In Tennessee I always took water for granted. Same when I was in Alaska.
There was always water - streams, ponds, rivers, waterfalls, regular rainfall.
Nobody takes water for granted in Wyoming.
People fight regularly over water rights on properties.
What percentage of what well is written into property deeds and still they fight.
Irrigation canals weave their way through the entire region, providing moisture for crops.
Everywhere we travel we find green on one side of the road and only brown on the other side of the road. A sure sign of who irrigates for crops and who uses sprinklers for lawns, and who does not.
There are homes (particularly homes for rent) that contain undrinkable water.
There are isolated homes in which residents truck water to their homes because it is the only way for them to access potable water.
Not once in either Tennessee or Alaska did I ever scan the terrain, see something green and identify that area as one containing water. Here we do.
After traveling through large swaths of beige and dry and barren and mountainous BLM land in the Southfork we turned off the highway and were suddenly transported into an entirely different world.
As I said before, if you have enough money (or are lucky enough to have inherited property when such land was not beyond the means of so many people) you have access to water, trees, green, mountains, unspeakable beauty.
As we drove deeper into the canyon large ranches began to appear, hidden in the mountains and far from town.
Adjoining the south fork of the Shoshone River these properties contain beautiful trees, lush grasses, offshoot ponds and streams. All the things that we took for granted in both Tennessee and Alaska.
We pulled into the driveway of the ranch that our neighbor was watching over for a few days while the full-time live-in caretakers were away.
Both LC and I had been to this place once before last summer.
Was it only last summer?
It seems like forever ago but it was only last summer.
I climbed out of the truck, eager to wander many acres of quiet paths and woods that were surrounded by high mountains and box canyons.
It was an incredibly beautiful place and I was pleased to be there.
I promised my neighbor that I would not post pictures of the owners home or the caretakers home or the cabins on the property out of respect for their privacy.
My Mountain Boy and I walked through the caretakers house for the first time on this day and it was beautiful and everything you would imagine of a home owned by the rich.
A very large and very fancy log home, rustic furniture made of wood, huge stone fireplaces, decorations made of wood and animal furs and animal antlers, big and fancy cowboy pictures, historical photographs, antiques. It was huge and beautiful and if this was the caretakers home I could only imagine what the owners home (which is occupied for only a couple of weeks each year) must look like.
Pictures of the fast moving and beautiful stream in back of the house....................
And a scene from their front yard.
So incredibly beautiful.
The mountains are filled with big horn sheep, grizzly and black bears, elk, mule deer and white tail deer.

☆ ☆ ☆

=== Tasks for this exercise ===
**A.** Decide whether each statement agrees with the post about water in Wyoming: (i) the owners' home is occupied for only a couple of weeks each year; (ii) the writer posted pictures of the caretakers' home; (iii) the writer had never been to the ranch before this visit. Answer yes or no for each, quoting the deciding words of the post.
**B.** Write a continuation of the post about water in Wyoming, starting after its final sentence.

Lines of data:

☆ ☆ ☆

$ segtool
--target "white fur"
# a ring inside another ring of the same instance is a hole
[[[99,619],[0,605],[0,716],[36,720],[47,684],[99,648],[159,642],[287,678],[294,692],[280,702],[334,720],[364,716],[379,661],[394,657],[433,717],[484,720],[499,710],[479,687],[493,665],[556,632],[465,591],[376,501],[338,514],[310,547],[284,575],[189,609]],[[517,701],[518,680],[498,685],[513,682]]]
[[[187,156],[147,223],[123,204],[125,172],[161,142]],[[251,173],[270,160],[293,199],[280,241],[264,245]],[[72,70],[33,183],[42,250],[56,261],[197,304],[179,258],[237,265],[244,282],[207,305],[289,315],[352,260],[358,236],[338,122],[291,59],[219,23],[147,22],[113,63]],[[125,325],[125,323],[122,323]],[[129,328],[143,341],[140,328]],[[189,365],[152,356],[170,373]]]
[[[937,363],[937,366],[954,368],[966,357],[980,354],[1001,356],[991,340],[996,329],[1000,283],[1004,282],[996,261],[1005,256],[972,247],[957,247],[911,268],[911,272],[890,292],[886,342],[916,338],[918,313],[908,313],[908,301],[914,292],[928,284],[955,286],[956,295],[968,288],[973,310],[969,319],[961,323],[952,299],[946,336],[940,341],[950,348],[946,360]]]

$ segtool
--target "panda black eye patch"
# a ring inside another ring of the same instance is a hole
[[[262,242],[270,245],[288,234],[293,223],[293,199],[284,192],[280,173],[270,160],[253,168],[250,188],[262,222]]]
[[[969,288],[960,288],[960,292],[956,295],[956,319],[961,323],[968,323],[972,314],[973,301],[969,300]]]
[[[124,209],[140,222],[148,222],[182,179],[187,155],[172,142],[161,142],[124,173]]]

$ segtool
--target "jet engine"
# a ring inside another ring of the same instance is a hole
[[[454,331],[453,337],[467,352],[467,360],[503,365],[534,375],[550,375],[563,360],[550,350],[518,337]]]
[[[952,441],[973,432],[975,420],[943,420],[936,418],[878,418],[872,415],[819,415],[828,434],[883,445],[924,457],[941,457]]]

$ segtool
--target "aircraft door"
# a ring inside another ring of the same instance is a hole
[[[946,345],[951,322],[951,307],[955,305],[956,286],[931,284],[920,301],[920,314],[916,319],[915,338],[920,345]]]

☆ ☆ ☆

=== Outputs by task ===
**A.**
(i) Yes: "which is occupied for only a couple of weeks each year"
(ii) No: "I would not post pictures of the owners home or the caretakers home"
(iii) No: "Both LC and I had been to this place once before"

**B.**
There are no stores or other forms of civilization from here all the way to Cody (which is 45 minutes or more away). Only nature and quiet and outstandingly lovely..................
Before going for a walk on the property our neighbor, LC and I took a short drive around the area, all of us completely in exploration mode.
We saw trail heads on a regular basis (including seeing a few hunters loading down their pack horses before heading directly into the mountains) and a few ranches for sale.
One beautiful ranch that included a couple of hundred acres is on the market for $7.75 million.
The ranch we were visiting is on the market for over six million. It was for sale when we visited last year as well, so perhaps even the very rich are not in a buying mood these days..................
Last year we spoke with a few ranch hands who worked in this same area.
They all carry firearms and bear spray whenever they head outside during the summer, and very regularly see grizzly bears.
With three guns I think my Mountain Boy was not taking any chances.
I like this picture very much. Quintessential LC......................
We had left Jamie in our truck during our short drive, and after we got back to the ranch I grabbed my eager mutt and we all crossed over the stream, walked through a gate and headed to the back of the property...................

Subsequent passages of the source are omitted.